Data →
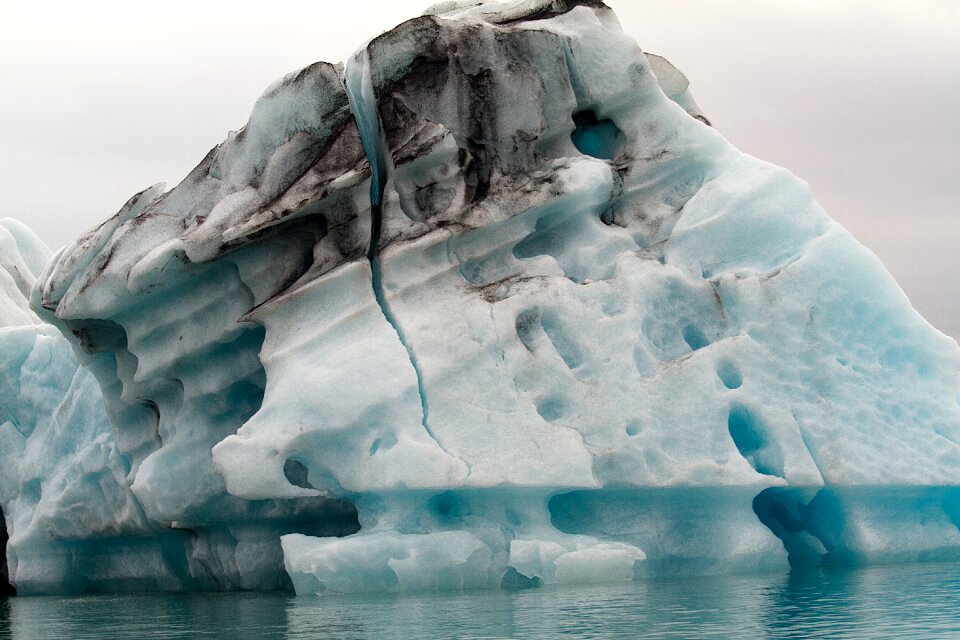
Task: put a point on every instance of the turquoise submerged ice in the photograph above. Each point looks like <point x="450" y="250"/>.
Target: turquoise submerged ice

* * *

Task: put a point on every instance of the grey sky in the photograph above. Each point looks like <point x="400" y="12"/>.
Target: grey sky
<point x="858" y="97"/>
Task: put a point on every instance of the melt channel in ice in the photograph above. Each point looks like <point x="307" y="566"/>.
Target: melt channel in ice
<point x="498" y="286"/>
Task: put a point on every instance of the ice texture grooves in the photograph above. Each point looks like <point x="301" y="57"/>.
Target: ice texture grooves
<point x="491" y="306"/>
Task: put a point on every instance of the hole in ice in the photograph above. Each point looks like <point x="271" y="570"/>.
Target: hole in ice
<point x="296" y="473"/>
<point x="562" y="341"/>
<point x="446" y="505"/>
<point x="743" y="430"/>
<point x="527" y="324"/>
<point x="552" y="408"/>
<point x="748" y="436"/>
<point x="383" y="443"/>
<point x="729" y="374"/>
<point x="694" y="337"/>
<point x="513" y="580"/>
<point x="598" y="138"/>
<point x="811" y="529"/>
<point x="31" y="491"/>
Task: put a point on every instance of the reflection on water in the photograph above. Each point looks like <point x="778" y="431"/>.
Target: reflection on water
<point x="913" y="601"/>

Exercise description → The exact lines of the material above starting at the one that contains "Task: put a point on every instance of the melt" and ending at the one that contains "Task: put a point on every instance of the hole" are what to retype; leave out everything else.

Response area →
Task: put a point on every instance of the melt channel in ice in the photograph above. Each point looks like <point x="307" y="566"/>.
Target: melt channel in ice
<point x="498" y="286"/>
Task: put a point on every instance of the ice texture grooves in the photograph above. Each point looks like <point x="301" y="57"/>.
Target: ice texture grooves
<point x="491" y="306"/>
Task: put a point on every instance of the hole in ice in the photograph above. Each point looks like <point x="271" y="570"/>.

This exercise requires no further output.